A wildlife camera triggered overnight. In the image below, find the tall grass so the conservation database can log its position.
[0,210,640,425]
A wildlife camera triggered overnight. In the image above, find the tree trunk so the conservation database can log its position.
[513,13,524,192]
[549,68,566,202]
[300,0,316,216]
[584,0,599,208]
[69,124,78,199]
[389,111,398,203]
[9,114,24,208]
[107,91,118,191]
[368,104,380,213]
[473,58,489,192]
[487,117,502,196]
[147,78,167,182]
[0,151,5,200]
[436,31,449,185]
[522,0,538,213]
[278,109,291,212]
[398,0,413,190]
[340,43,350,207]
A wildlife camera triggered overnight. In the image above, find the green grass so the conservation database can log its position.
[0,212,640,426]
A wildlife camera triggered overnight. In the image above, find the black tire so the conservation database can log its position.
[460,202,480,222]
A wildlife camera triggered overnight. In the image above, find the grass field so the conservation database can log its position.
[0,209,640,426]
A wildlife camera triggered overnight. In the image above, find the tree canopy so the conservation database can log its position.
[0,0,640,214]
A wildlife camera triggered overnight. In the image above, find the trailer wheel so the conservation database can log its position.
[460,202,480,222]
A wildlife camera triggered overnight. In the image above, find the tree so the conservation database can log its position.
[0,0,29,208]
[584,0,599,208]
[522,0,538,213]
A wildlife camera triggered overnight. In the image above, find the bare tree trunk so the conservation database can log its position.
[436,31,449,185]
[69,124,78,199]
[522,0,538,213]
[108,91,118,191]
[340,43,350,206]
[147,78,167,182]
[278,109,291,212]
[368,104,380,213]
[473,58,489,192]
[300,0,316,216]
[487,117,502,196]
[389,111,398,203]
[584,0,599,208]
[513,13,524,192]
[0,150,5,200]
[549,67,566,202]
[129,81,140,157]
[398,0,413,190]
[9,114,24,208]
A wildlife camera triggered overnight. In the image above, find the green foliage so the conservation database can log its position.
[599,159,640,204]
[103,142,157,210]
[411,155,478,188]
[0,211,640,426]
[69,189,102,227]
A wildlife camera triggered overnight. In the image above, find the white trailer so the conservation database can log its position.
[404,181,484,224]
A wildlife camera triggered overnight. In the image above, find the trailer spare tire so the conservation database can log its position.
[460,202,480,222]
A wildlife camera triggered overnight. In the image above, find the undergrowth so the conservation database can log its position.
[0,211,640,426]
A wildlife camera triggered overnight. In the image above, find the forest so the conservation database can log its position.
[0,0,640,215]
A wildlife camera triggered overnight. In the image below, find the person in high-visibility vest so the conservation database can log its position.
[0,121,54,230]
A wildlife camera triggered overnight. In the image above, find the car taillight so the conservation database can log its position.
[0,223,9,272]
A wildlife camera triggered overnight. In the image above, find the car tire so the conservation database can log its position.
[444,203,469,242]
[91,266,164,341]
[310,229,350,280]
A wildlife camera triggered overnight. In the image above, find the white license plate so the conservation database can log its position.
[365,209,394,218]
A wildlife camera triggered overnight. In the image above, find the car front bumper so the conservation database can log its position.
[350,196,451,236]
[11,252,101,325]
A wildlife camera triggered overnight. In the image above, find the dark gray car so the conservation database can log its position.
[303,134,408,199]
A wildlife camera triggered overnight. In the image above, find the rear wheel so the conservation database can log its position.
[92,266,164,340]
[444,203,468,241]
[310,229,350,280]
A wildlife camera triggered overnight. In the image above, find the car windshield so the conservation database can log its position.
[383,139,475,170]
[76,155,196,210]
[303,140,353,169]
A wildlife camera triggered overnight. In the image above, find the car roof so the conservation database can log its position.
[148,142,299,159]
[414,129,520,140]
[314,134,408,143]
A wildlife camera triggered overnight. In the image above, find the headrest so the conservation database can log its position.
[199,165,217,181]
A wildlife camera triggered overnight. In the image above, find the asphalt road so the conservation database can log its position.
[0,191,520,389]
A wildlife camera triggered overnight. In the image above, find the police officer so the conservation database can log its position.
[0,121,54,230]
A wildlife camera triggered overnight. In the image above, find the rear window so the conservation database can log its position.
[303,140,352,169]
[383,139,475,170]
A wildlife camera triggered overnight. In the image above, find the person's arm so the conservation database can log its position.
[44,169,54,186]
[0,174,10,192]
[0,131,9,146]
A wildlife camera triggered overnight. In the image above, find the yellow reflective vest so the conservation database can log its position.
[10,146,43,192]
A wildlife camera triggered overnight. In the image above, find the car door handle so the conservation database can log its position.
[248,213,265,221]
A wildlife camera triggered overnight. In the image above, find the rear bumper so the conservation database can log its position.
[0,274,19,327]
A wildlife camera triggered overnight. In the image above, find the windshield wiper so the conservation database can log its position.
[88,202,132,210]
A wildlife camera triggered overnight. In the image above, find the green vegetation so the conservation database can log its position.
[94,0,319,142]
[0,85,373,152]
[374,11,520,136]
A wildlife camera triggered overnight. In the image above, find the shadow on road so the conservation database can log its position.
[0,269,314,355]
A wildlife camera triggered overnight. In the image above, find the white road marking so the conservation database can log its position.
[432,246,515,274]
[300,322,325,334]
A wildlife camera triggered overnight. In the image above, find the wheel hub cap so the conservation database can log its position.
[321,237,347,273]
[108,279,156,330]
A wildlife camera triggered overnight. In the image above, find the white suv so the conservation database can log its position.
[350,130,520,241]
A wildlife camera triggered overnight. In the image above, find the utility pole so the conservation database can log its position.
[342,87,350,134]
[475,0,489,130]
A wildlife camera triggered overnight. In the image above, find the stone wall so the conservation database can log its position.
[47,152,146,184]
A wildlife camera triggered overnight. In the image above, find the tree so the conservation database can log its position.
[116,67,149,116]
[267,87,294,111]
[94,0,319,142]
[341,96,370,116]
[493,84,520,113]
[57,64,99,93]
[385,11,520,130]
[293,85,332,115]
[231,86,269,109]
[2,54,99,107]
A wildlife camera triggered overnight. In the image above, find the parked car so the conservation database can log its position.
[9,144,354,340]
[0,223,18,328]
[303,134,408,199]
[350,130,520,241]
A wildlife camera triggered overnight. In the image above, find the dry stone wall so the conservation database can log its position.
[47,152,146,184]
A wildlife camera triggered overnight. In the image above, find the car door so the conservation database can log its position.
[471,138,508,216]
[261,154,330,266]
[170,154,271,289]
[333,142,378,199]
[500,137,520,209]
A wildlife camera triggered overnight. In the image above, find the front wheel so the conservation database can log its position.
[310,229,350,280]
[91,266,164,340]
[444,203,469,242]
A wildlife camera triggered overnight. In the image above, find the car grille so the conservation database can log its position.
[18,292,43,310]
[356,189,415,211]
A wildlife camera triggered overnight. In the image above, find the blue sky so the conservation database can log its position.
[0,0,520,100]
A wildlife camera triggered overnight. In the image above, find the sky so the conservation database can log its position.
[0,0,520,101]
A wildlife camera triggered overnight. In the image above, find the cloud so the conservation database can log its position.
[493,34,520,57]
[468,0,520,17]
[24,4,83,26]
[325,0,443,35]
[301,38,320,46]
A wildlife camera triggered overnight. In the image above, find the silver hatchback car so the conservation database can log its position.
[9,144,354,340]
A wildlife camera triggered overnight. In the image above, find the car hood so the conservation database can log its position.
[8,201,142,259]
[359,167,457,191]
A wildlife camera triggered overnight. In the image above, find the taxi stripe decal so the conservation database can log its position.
• • • • •
Work required :: Update part of the material above, starting at the line that contains "the white trailer" and stopping after the line that contains "[0,223,9,272]". In those lines alone, change "wildlife camera" to "trail camera" and leave everything else as it stands.

Reply ::
A trail camera triggered overnight. In the image above, find the white trailer so the conservation database can log its position.
[404,181,484,224]
A trail camera triggered overnight. In the image above, find the trailer spare tire so the conservation database can log its position.
[460,202,480,222]
A trail camera triggered overnight. In the image above, find the undergrowth so the conservation database can log its position.
[0,211,640,426]
A trail camera triggered overnight. In the image above, find the forest so the conservation database can log its position.
[0,0,640,215]
A trail camera triggered overnight. In the image below, find the person in high-visibility vest so the conservation database can log its position.
[0,121,54,230]
A trail camera triggered overnight. In the image above, find the car taillight so the conservation database can log its position.
[0,223,9,272]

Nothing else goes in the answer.